(Extracted data begins)
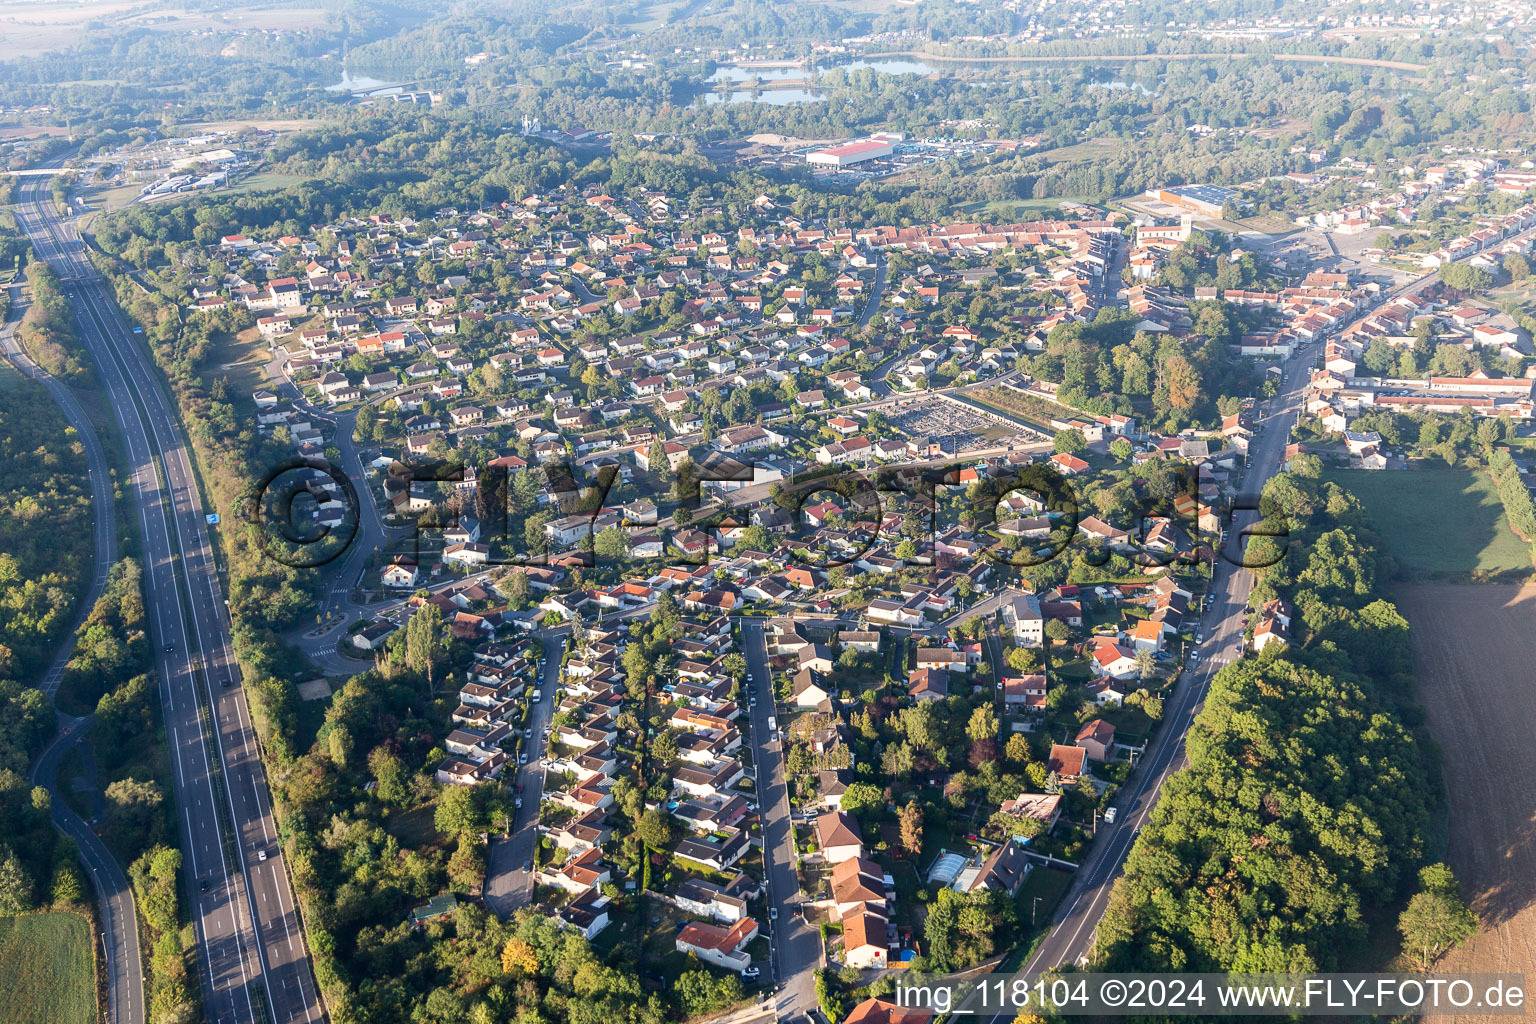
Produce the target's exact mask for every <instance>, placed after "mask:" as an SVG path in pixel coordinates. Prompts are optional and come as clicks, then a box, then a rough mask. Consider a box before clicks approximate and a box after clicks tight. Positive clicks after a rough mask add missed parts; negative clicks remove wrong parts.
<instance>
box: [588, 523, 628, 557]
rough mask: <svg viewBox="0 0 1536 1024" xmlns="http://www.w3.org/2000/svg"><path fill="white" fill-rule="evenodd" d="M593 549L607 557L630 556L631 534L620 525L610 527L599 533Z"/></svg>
mask: <svg viewBox="0 0 1536 1024" xmlns="http://www.w3.org/2000/svg"><path fill="white" fill-rule="evenodd" d="M593 550H594V551H596V553H598V554H601V556H602V557H605V559H625V557H628V556H630V534H628V533H625V531H624V530H621V528H619V527H608V528H607V530H602V531H601V533H598V537H596V539H594V540H593Z"/></svg>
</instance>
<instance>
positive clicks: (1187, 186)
mask: <svg viewBox="0 0 1536 1024" xmlns="http://www.w3.org/2000/svg"><path fill="white" fill-rule="evenodd" d="M1147 195H1150V197H1152V198H1154V200H1161V201H1163V203H1167V204H1169V206H1177V207H1180V209H1181V210H1193V212H1195V213H1204V215H1206V216H1221V209H1223V207H1224V206H1226V204H1227V203H1236V201H1238V197H1240V193H1238V190H1236V189H1224V187H1221V186H1220V184H1181V186H1175V187H1172V189H1147Z"/></svg>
(Extracted data ends)
> [Problem statement]:
Give the lines again exactly, beginning with the first line of the records above and ending with the line that contains "box: [588, 523, 628, 557]", and include no pictures.

> [Solution to the exercise]:
Produce the target's exact mask for every <instance>, placed after "mask:" as an SVG path in pixel coordinates. Prompts are optional and come as clicks, then a box, then a rough mask. Consider a box before clicks approximate and a box after clicks tight. Positive clicks after a rough mask add missed parts; negative clicks remove wrong parts.
<instance>
box: [588, 523, 628, 557]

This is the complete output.